DATA SUPPLIED:
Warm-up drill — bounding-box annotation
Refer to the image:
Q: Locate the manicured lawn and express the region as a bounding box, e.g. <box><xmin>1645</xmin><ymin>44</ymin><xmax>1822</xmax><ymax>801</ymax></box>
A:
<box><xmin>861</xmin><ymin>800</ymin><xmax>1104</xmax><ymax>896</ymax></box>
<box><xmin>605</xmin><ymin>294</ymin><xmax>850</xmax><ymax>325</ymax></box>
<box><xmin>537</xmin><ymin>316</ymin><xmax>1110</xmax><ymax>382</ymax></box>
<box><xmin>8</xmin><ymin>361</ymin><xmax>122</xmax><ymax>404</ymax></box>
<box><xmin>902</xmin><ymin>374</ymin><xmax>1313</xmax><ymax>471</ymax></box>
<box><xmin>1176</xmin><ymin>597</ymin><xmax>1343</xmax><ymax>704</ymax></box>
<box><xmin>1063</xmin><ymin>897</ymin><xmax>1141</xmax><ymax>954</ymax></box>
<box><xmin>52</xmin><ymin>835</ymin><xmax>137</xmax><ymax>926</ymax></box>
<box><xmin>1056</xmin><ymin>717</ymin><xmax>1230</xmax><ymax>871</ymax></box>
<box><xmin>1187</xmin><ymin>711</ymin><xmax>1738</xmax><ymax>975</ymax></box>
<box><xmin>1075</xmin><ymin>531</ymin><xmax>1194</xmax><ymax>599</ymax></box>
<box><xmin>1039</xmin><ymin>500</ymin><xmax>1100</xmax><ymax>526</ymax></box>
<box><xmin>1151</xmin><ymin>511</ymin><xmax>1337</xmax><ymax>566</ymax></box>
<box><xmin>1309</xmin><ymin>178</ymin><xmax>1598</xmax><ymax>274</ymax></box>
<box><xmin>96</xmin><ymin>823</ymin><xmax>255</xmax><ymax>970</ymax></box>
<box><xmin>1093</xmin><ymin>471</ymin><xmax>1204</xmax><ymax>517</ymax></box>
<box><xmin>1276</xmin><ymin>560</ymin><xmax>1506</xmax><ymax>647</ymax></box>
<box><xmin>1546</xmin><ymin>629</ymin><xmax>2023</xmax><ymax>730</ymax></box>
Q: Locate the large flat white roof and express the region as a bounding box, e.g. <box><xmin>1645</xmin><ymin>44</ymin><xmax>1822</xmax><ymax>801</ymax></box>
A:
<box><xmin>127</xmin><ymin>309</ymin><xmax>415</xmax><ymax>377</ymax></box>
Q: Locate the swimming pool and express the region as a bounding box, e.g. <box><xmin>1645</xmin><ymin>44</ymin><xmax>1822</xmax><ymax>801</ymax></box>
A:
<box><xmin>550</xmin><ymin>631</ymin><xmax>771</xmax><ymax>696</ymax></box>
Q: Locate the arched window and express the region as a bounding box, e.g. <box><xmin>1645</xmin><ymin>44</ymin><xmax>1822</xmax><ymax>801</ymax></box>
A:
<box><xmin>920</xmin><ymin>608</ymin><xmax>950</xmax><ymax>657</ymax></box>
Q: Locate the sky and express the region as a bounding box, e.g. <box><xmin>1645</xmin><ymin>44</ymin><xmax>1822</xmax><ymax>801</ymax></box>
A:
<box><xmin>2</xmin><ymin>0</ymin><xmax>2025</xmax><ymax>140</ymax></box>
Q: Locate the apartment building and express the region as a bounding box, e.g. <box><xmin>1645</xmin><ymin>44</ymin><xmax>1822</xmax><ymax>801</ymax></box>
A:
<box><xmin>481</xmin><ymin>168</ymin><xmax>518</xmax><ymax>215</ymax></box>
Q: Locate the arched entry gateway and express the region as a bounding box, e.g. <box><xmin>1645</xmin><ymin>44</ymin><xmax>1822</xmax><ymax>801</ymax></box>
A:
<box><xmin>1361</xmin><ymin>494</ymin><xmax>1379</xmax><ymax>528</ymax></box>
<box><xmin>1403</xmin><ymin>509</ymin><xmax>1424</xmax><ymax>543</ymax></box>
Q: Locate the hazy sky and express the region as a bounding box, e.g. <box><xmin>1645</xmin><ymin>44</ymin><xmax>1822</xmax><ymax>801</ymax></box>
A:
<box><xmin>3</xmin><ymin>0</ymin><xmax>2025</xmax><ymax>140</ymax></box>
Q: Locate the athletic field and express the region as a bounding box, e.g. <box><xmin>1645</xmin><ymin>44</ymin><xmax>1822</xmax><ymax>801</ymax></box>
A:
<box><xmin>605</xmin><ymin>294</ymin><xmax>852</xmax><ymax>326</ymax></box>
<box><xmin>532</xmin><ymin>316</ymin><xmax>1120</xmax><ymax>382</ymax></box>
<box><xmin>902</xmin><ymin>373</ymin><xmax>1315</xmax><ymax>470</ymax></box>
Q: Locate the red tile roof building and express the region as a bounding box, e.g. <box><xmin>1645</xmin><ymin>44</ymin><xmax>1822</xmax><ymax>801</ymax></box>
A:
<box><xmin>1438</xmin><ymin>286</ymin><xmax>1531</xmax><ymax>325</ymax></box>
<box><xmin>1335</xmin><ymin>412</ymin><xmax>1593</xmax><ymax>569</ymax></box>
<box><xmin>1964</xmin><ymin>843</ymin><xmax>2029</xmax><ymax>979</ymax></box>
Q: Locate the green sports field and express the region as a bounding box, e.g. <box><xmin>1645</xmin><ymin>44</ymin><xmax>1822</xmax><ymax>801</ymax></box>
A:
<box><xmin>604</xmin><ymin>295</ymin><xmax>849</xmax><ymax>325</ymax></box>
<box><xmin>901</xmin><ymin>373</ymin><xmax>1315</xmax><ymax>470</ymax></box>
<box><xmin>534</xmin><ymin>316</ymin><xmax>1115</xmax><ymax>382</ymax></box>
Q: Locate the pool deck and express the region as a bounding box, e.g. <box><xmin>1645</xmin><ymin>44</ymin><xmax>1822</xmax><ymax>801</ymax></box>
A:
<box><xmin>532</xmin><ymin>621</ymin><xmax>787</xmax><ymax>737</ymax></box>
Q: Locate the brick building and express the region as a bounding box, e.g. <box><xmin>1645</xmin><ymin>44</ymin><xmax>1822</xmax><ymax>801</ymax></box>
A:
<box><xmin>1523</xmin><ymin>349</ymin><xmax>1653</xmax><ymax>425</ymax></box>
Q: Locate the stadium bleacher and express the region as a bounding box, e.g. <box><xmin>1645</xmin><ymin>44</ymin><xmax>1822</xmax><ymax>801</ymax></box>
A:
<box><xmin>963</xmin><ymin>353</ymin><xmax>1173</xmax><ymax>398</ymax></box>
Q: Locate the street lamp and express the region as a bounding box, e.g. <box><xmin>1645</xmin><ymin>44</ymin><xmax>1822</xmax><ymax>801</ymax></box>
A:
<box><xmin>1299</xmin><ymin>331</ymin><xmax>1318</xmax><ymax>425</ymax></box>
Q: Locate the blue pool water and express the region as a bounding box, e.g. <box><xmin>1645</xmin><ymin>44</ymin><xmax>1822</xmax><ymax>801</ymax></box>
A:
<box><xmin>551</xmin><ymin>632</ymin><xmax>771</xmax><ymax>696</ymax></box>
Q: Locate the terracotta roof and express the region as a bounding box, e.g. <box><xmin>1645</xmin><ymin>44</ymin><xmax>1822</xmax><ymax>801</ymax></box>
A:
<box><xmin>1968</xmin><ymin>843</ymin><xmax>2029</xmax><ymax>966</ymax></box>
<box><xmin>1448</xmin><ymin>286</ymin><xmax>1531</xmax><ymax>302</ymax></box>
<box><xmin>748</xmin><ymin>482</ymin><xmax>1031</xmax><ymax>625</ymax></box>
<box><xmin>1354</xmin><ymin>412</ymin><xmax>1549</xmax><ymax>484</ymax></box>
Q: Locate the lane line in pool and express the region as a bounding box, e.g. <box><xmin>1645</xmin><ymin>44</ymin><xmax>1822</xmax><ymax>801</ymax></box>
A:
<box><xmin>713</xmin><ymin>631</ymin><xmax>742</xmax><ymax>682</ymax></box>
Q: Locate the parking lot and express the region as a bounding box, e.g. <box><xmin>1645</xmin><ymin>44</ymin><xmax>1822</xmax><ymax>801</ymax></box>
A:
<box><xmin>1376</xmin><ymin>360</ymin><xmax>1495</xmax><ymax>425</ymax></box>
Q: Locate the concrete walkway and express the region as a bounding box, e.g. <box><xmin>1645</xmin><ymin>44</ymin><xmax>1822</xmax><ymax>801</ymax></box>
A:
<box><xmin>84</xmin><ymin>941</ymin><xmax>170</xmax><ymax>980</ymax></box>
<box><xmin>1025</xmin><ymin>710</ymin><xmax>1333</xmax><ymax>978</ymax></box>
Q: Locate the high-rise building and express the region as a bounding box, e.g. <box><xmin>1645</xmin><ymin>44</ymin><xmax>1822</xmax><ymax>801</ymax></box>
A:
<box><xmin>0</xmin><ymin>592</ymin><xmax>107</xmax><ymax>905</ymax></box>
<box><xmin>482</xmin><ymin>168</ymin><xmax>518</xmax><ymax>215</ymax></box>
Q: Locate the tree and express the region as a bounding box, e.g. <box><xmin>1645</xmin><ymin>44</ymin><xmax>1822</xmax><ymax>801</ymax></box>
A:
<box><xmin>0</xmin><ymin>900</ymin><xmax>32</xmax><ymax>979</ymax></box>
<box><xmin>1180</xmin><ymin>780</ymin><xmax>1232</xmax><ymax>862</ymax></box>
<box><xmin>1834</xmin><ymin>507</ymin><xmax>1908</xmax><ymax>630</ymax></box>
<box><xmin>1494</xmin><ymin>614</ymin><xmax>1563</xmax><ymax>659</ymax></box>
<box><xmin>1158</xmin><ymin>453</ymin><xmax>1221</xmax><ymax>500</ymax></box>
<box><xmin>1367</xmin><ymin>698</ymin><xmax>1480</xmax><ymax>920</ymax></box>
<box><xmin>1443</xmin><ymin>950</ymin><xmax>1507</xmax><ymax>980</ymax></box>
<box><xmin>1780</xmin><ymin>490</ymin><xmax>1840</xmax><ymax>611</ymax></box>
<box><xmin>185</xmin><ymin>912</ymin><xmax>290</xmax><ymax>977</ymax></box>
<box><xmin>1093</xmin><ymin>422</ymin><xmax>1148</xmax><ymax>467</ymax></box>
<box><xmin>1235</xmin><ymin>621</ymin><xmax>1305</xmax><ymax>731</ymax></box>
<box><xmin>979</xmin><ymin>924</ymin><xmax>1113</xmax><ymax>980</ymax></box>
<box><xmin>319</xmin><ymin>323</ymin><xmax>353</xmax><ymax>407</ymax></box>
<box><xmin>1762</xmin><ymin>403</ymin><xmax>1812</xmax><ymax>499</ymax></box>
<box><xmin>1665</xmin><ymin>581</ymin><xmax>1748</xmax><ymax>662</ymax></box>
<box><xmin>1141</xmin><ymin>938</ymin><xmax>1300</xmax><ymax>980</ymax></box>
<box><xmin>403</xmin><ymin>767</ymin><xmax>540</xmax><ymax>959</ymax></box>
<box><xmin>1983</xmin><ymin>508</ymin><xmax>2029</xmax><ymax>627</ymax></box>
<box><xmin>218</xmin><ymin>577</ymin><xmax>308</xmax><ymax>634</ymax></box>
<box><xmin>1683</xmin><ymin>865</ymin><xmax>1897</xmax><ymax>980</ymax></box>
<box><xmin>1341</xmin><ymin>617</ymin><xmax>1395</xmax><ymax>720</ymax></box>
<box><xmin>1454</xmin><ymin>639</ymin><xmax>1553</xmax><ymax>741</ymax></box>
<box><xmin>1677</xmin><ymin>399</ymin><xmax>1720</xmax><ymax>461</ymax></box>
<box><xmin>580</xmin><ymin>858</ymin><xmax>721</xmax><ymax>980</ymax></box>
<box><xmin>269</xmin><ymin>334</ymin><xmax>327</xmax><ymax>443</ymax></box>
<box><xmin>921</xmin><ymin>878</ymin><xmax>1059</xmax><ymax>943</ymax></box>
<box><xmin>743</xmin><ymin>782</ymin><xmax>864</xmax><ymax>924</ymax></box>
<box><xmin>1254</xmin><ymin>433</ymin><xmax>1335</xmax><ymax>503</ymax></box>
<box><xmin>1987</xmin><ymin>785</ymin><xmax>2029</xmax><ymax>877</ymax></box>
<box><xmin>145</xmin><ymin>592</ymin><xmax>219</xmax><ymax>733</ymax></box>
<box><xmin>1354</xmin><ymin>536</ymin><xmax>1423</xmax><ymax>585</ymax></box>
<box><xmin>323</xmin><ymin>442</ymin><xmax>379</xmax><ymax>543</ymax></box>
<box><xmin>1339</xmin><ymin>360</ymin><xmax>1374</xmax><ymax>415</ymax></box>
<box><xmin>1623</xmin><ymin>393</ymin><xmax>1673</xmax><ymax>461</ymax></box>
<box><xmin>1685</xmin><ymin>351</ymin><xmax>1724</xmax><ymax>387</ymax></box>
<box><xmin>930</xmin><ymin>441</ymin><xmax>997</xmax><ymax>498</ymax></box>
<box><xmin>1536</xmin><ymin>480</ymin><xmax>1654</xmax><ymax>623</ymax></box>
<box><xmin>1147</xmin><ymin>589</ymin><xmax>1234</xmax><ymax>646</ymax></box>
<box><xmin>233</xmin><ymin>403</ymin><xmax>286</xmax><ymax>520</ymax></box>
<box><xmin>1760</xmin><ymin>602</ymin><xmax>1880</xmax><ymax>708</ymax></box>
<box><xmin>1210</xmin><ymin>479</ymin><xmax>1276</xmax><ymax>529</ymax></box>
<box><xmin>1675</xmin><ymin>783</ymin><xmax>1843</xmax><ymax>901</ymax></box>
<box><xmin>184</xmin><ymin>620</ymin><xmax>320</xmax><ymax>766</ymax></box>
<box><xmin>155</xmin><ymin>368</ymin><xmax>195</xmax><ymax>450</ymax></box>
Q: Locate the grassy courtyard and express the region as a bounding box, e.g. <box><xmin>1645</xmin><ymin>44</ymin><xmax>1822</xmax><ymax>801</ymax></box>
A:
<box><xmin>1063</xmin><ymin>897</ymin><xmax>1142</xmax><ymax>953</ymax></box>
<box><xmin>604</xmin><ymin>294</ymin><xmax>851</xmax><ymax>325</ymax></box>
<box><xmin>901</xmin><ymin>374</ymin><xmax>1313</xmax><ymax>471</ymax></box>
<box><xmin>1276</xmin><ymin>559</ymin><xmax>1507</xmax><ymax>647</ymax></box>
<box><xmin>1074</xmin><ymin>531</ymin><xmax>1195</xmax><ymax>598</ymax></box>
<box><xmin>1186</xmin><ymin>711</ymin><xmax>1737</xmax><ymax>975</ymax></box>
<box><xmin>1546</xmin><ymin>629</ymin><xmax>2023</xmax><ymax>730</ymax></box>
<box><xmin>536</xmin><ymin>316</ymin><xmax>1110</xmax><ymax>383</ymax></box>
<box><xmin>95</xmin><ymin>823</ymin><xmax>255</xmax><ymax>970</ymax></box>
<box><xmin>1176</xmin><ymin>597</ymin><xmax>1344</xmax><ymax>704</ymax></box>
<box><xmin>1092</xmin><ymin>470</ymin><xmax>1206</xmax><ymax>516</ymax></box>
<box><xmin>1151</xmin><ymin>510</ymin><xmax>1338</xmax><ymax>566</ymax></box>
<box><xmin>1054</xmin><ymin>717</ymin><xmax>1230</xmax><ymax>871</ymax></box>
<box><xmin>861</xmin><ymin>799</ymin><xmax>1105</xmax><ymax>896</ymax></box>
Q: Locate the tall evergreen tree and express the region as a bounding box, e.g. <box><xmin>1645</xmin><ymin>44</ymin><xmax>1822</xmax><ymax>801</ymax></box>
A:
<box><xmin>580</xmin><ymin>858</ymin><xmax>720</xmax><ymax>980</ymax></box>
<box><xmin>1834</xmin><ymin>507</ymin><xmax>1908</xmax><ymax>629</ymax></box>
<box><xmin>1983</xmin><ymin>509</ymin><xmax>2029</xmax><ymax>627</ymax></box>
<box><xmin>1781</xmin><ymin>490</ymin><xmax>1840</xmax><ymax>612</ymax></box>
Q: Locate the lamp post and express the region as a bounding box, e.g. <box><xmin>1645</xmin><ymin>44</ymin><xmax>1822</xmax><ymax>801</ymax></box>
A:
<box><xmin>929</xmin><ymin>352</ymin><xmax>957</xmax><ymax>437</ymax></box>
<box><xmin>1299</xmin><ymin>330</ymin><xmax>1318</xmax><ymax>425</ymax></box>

ASSIGNMENT: All that is needed is the exact run of lines above from the line containing "Refer to the" through the line containing "Q: Locate the manicured", both of them included.

ANSWER SPACE:
Refer to the image:
Q: Locate the manicured lawn and express the region as a bounding box, e.g. <box><xmin>1645</xmin><ymin>44</ymin><xmax>1822</xmax><ymax>801</ymax></box>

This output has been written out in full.